> **DOCUMENT**:

+===+

A  is a form of Classical Chinese used in Japan from the Nara period to the mid-20th century. Much of Japanese literature was written in this style and it was the general writing style for official and intellectual works throughout the period. As a result, Sino-Japanese vocabulary makes up a large portion of the Japanese lexicon and much classical Chinese literature is accessible to Japanese readers in some semblance of the original. The corresponding system in Korean is gugyeol ().

History
The Japanese writing system originated through adoption and adaptation of Written Chinese. Some of Japan's oldest books (e.g., Nihon Shoki) and dictionaries (e.g., Tenrei Banshō Meigi and Wamyō Ruijushō) were written in kanbun. Other Japanese literary genres have parallels; the Kaifūsō is the oldest collection of  "Chinese poetry composed by Japanese poets". Burton Watson's English translations of kanbun compositions provide an introduction to this literary field.

Samuel Martin coined the term "Sino-Xenic" in 1953 to describe Chinese as written in Japan, Korea, and other "foreign" (hence "-xenic") zones on China's periphery. Roy Andrew Miller notes that although Japanese kanbun conventions have Sino-Xenic parallels with other traditions for reading Classical Chinese like Korean hanmun  () and Vietnamese Hán Văn (), only kanbun has survived into the present day. He explains how
in the Japanese kanbun reading tradition a Chinese text is simultaneously punctuated, analyzed, and translated into classical Japanese. It operates according to a limited canon of Japanese forms and syntactic structures which are treated as existing in a one-to-one alignment with the vocabulary and structures of classical Chinese. At its worst, this system for reading Chinese as if it were Japanese became a kind of lazy schoolboy's trot to a classical text; at its best, it has preserved the analysis and interpretation of large body of literary Chinese texts which would otherwise have been completely lost; hence, the kanbun tradition can often be of great value for an understanding of early Chinese literature.

+===+

Extend the passage on kanbun, picking up after its final sentence. The data after this point has no connection to the passage on kanbun.

> **RECORDED DATA**:
+===+

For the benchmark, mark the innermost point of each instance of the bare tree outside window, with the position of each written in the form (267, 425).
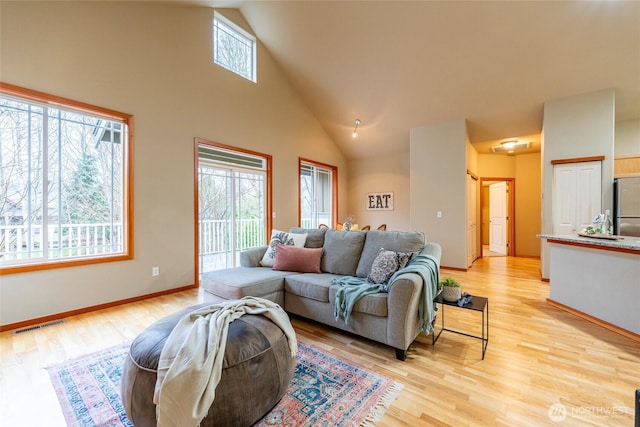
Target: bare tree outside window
(234, 48)
(61, 183)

+===+

> **EXERCISE RESULT**:
William C. Hannas points out the linguistic hurdles involved in kanbun transformation.
Kanbun, literally "Chinese writing," refers to a genre of techniques for making Chinese texts read like Japanese, or for writing in a way imitative of Chinese. For a Japanese, neither of these tasks could be accomplished easily because of the two languages' different structures. As I have mentioned, Chinese is an isolating language. Its grammatical relations are identified in subject–verb–object (SVO) order and through the use of particles similar to English prepositions. Inflection plays no role in the grammar. Morphemes are typically one syllable in length and combine to form words without modification to their phonetic structures (tone excepted). Conversely, the basic structure of a transitive Japanese sentence is SOV, with the usual syntactic features associated with languages of this typology, including post positions, that is, grammar particles that appear after the words and phrases to which they apply.
He lists four major Japanese problems: word order, parsing which Chinese characters should be read together, deciding how to pronounce the characters, and finding suitable equivalents for Chinese function words.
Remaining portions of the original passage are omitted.